• TASK TO CARRY OUT: All of the data below is to be copied exactly.

DATASET EXCERPTS: Begin

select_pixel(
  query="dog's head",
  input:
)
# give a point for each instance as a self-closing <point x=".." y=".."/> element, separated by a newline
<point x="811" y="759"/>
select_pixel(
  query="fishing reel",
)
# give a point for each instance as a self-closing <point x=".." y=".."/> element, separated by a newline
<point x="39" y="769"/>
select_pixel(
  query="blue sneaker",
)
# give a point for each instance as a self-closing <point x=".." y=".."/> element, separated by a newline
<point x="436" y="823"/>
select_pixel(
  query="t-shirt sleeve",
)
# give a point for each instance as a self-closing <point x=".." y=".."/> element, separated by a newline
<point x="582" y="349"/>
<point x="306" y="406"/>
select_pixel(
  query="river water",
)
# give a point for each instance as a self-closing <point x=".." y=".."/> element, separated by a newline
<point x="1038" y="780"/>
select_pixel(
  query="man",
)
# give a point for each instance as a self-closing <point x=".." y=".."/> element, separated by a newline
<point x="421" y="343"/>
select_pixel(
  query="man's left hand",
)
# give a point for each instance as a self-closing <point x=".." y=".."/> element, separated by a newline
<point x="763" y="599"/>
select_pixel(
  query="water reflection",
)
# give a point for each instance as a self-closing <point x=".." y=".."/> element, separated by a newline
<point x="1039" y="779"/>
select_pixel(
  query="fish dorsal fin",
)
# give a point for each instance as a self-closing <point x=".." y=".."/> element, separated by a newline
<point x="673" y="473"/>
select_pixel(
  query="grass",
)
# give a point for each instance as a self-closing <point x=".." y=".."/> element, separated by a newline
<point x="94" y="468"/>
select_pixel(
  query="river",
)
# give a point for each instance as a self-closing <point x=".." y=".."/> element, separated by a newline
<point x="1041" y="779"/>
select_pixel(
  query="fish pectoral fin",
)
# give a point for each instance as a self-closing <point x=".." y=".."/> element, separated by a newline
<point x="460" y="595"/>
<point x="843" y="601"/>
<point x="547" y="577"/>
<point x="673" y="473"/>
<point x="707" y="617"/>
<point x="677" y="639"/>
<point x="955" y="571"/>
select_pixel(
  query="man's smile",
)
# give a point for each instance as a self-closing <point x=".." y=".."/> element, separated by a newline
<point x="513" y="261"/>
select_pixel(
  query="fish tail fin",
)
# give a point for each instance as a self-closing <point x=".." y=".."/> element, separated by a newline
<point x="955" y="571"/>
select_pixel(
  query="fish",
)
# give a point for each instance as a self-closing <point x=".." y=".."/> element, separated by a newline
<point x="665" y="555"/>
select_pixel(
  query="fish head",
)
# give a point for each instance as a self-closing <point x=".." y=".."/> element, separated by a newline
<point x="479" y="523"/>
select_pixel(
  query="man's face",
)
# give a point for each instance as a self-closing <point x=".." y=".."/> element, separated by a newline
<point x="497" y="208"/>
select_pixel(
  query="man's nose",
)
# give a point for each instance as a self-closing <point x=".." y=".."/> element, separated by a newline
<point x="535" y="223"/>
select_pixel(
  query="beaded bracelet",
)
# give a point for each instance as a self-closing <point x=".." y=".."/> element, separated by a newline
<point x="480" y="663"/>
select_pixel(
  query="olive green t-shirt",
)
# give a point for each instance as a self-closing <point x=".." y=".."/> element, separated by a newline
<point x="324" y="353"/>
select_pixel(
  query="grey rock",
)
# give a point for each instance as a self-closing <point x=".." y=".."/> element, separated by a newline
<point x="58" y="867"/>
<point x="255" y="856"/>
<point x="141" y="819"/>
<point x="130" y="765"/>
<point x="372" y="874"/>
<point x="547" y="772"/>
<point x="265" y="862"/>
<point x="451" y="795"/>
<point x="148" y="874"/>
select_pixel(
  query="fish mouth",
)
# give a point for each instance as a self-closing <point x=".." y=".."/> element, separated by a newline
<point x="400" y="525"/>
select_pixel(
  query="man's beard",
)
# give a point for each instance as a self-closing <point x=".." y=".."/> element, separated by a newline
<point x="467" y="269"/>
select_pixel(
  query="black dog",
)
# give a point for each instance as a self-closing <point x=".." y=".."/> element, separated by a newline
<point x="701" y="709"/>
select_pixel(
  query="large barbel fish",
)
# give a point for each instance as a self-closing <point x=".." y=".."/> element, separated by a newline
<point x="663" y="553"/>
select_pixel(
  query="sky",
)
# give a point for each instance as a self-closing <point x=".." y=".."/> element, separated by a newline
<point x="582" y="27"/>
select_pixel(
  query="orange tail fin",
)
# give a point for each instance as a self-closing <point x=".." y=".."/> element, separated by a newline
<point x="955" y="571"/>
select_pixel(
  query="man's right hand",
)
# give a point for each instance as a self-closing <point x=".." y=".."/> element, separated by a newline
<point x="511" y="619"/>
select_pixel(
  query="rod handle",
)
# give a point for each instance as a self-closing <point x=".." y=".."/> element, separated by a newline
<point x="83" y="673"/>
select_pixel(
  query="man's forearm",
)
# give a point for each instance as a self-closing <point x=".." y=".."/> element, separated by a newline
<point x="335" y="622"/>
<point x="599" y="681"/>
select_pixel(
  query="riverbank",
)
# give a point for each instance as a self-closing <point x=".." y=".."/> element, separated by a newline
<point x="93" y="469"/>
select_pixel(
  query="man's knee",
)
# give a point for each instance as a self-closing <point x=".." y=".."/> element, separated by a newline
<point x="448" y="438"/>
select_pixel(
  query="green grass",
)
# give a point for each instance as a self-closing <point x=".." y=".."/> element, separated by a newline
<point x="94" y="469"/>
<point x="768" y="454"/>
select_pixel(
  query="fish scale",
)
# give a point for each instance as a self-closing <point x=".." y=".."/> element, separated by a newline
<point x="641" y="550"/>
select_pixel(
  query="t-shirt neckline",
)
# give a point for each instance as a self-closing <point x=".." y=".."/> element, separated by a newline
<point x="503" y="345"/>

DATASET EXCERPTS: End

• WRITTEN ANSWER:
select_pixel(
  query="dog's head",
  input:
)
# give a point for each instance as a self-closing <point x=".." y=".."/> element, separated by a newline
<point x="811" y="759"/>
select_pixel(
  query="fishing reel",
)
# give a point for each instance as a self-closing <point x=".." y=".."/> element, separated by a newline
<point x="39" y="769"/>
select_pixel(
  query="blue sneaker",
)
# give a point for each instance as a self-closing <point x=".." y=".."/> element, separated by a newline
<point x="436" y="823"/>
select_pixel(
  query="t-shirt sleeve",
)
# give a point for each instance as a self-closing <point x=".." y=".."/> element, separated by a newline
<point x="582" y="349"/>
<point x="306" y="406"/>
select_pixel(
  query="river water",
)
# give a point for each instance as a self-closing <point x=".." y=".."/> element, separated by a newline
<point x="1038" y="780"/>
select_pixel(
  query="man",
)
# give a point for each instance as a self-closing <point x=".." y=".."/> element, separated by a newline
<point x="421" y="343"/>
select_pixel(
  query="man's left hand",
)
# give a point for each instance as a self-closing <point x=".." y=".."/> element, separated by a newline
<point x="763" y="599"/>
select_pixel(
  query="water reflection",
)
# give a point for each instance as a self-closing <point x=".." y=".."/> element, separated by a newline
<point x="1039" y="779"/>
select_pixel(
  query="fish dorsal fin",
)
# give a point for each instance as a self-closing <point x=".." y=".."/> element, separated by a newline
<point x="673" y="473"/>
select_pixel(
  query="grass",
)
# give a point for each instance as a self-closing <point x=".." y=".."/> element, separated by a newline
<point x="94" y="468"/>
select_pixel(
  query="river",
)
# give a point for each instance as a self-closing <point x=".." y=".."/> element, separated by a newline
<point x="1041" y="779"/>
select_pixel(
  query="fish pectoral fin",
)
# give a point for each instance as a self-closing <point x=".." y=".."/> element, separated by a newline
<point x="460" y="595"/>
<point x="843" y="601"/>
<point x="547" y="577"/>
<point x="673" y="473"/>
<point x="707" y="617"/>
<point x="677" y="639"/>
<point x="955" y="571"/>
select_pixel(
  query="man's smile",
)
# give a point for each instance as a self-closing <point x=".." y=".."/> element, separated by a newline
<point x="513" y="261"/>
select_pixel(
  query="fish tail fin",
)
# give a point for each instance as a self-closing <point x=".." y=".."/> element, separated by a newline
<point x="955" y="571"/>
select_pixel(
  query="fish",
)
# give a point for each instance as a self-closing <point x=".." y=".."/> element, separated by a newline
<point x="665" y="555"/>
select_pixel(
  query="fish head",
)
# give a point for each instance as a self-closing <point x=".." y=".."/> element, separated by a newline
<point x="479" y="523"/>
select_pixel(
  query="man's face",
)
# give a point for each instance as a self-closing <point x=".." y=".."/> element, separated by a newline
<point x="497" y="208"/>
select_pixel(
  query="man's nose",
)
# give a point for each instance as a self-closing <point x=".." y=".."/> element, separated by a newline
<point x="535" y="223"/>
select_pixel(
  query="beaded bracelet",
)
# give a point for each instance as a self-closing <point x=".." y=".."/> element, separated by a newline
<point x="480" y="663"/>
select_pixel(
  query="olive green t-shirt",
)
# give a point for each instance as a self-closing <point x=".." y=".."/> element, separated by a newline
<point x="324" y="353"/>
select_pixel(
  query="grey rock",
)
# give a point for each instance as a self-closing <point x=".." y=".."/> element, separated by a newline
<point x="58" y="867"/>
<point x="255" y="856"/>
<point x="141" y="819"/>
<point x="130" y="765"/>
<point x="372" y="874"/>
<point x="547" y="772"/>
<point x="265" y="862"/>
<point x="451" y="795"/>
<point x="148" y="874"/>
select_pixel(
  query="fish mouth",
)
# give a point for each instance as a self-closing <point x=".." y=".."/> element, separated by a newline
<point x="400" y="525"/>
select_pixel(
  query="man's beard",
)
# give a point for each instance as a self-closing <point x=".." y=".."/> element, separated by a newline
<point x="467" y="269"/>
select_pixel(
  query="black dog",
)
# give a point for each instance as a self-closing <point x=".." y=".."/> element, separated by a newline
<point x="701" y="709"/>
select_pixel(
  query="large barbel fish",
)
# give a point for each instance as a self-closing <point x=".." y=".."/> element, separated by a newline
<point x="663" y="553"/>
select_pixel(
  query="sky",
)
# give a point for each instance as a self-closing <point x=".." y=".."/> element, separated by a newline
<point x="582" y="27"/>
select_pixel(
  query="orange tail fin",
)
# give a point for each instance as a self-closing <point x=".." y=".."/> element, separated by a newline
<point x="955" y="571"/>
select_pixel(
  query="man's right hand",
)
# give a point for each instance as a self-closing <point x=".." y=".."/> element, separated by a newline
<point x="511" y="619"/>
select_pixel(
  query="rod handle",
)
# give a point for each instance as a self-closing <point x=".." y=".."/> element, separated by a newline
<point x="83" y="673"/>
select_pixel(
  query="man's forearm",
)
# give a point for each instance as a self-closing <point x=".." y=".."/> element, separated by a newline
<point x="335" y="622"/>
<point x="599" y="681"/>
select_pixel(
  query="riverbank",
)
# give a point for each instance as a self-closing <point x=".." y=".."/> element, separated by a newline
<point x="93" y="469"/>
select_pixel(
  query="man's knee",
)
# give a point for each instance as a self-closing <point x=".." y=".."/> element, separated by a newline
<point x="448" y="438"/>
select_pixel(
  query="green grass",
)
# give a point for each instance as a self-closing <point x=".." y=".."/> element, separated by a newline
<point x="94" y="469"/>
<point x="768" y="454"/>
select_pixel(
  query="fish scale",
)
# give a point for each instance as a self-closing <point x=".." y=".."/> element, separated by a newline
<point x="641" y="550"/>
select_pixel(
  query="t-shirt neckline",
)
# give a point for each instance as a self-closing <point x=".." y=".."/> element, separated by a newline
<point x="503" y="345"/>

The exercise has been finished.